• _Consegna_:
Per favore, indica se le affermazioni (a), (b) e (c) concordano con il testo sul governo di Erdogan riportato qui sotto. Per ciascuna rispondi sì o no e cita testualmente le parole del testo che lo stabiliscono.
(a) I Paesi del Golfo hanno sovvenzionato il sistema di Erdogan.
(b) Magistratura e media sono indipendenti.
(c) Si sa da quali fondi verrà finanziata la ricostruzione dei territori colpiti dal sisma.

• _Testo fornito_:
►
Il nuovo (ma vecchio) governo dovrà muoversi in un complicatissimo puzzle economico dove una domanda repressa di valuta estera si pesta i piedi con le pressioni sulla lira e con un ampio disavanzo delle partite correnti: il tutto mentre gli investimenti stranieri faticano a dare ancora fiducia al sistema erdoganiano considerato poco affidabile, fatto salvo per i «contributi» del Golfo, i cui Paesi lo hanno sovvenzionato pur di sostenere la sua permanenza al potere, mentre magistratura e media restano players non indipendenti.

Erdogan da vent'anni a questa parte ha sempre cercato un riequilibrio ad effetto dopo le sue vittorie elettorali e lo farà anche stavolta per la ricostruzione di quei territori sventrati dal tragico sisma dello scorso febbraio, anche se non si sa attingendo dove. Il quadro esterno è, se possibile, ancora più complesso con la posizione ibrida nei confronti della Nato, le azioni scomposte contro Grecia e Cipro, quotidianamente minacciate per via della presenza di copiosi giacimenti di gas nel Mediterraneo orientale, senza dimenticare il rapporto con Israele dove il conservatore e islamista Erdogan, pur in una fase di riequilibrio delle relazioni diplomatiche con Tel Aviv, resta un antagonista di Bibi Netanyahu per via delle sue frequentazioni amichevoli con Teheran. Inoltre il suo rapporto con Cina e Russia è geopoliticamente costruito in chiave anti occidente.
◄
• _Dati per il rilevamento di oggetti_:
►
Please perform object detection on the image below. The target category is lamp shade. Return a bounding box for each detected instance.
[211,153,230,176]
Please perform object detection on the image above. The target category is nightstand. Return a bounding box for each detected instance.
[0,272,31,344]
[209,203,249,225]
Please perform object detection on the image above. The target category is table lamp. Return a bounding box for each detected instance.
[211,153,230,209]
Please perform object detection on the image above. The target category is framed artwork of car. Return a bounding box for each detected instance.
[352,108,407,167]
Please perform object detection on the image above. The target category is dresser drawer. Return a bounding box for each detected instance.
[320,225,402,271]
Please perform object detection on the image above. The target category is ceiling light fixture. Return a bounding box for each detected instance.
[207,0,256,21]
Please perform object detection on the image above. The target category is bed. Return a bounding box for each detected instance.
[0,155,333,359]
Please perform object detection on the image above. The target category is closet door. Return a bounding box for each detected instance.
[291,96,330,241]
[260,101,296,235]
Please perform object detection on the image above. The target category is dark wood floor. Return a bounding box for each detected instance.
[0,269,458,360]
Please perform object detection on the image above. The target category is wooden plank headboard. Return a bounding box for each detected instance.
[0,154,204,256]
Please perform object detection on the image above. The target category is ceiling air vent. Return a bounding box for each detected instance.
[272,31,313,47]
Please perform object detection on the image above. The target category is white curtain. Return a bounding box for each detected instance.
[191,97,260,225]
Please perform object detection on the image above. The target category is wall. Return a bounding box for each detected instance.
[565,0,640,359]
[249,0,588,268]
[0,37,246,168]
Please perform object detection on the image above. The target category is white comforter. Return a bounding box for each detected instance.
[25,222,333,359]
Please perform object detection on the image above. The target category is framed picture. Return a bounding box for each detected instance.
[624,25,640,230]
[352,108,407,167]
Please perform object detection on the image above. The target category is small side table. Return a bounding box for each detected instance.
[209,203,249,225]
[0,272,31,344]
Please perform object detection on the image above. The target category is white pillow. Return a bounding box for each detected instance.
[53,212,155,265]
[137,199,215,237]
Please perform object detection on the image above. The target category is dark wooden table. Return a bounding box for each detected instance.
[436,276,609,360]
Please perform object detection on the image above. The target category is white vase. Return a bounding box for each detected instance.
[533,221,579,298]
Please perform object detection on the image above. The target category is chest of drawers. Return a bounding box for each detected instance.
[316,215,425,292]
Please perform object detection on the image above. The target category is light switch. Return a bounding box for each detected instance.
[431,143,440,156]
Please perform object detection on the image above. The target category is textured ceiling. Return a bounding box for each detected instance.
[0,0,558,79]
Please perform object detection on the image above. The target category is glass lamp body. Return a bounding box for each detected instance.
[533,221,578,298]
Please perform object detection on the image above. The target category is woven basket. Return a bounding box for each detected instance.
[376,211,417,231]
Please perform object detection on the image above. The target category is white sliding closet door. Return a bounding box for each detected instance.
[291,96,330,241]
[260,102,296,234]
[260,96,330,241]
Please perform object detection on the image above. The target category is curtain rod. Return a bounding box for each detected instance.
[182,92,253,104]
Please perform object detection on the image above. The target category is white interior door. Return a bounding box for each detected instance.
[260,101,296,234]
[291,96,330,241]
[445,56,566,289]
◄
• _Soluzione_:
(a) Sì: «i cui Paesi lo hanno sovvenzionato pur di sostenere la sua permanenza al potere».
(b) No: «magistratura e media restano players non indipendenti».
(c) No: «anche se non si sa attingendo dove».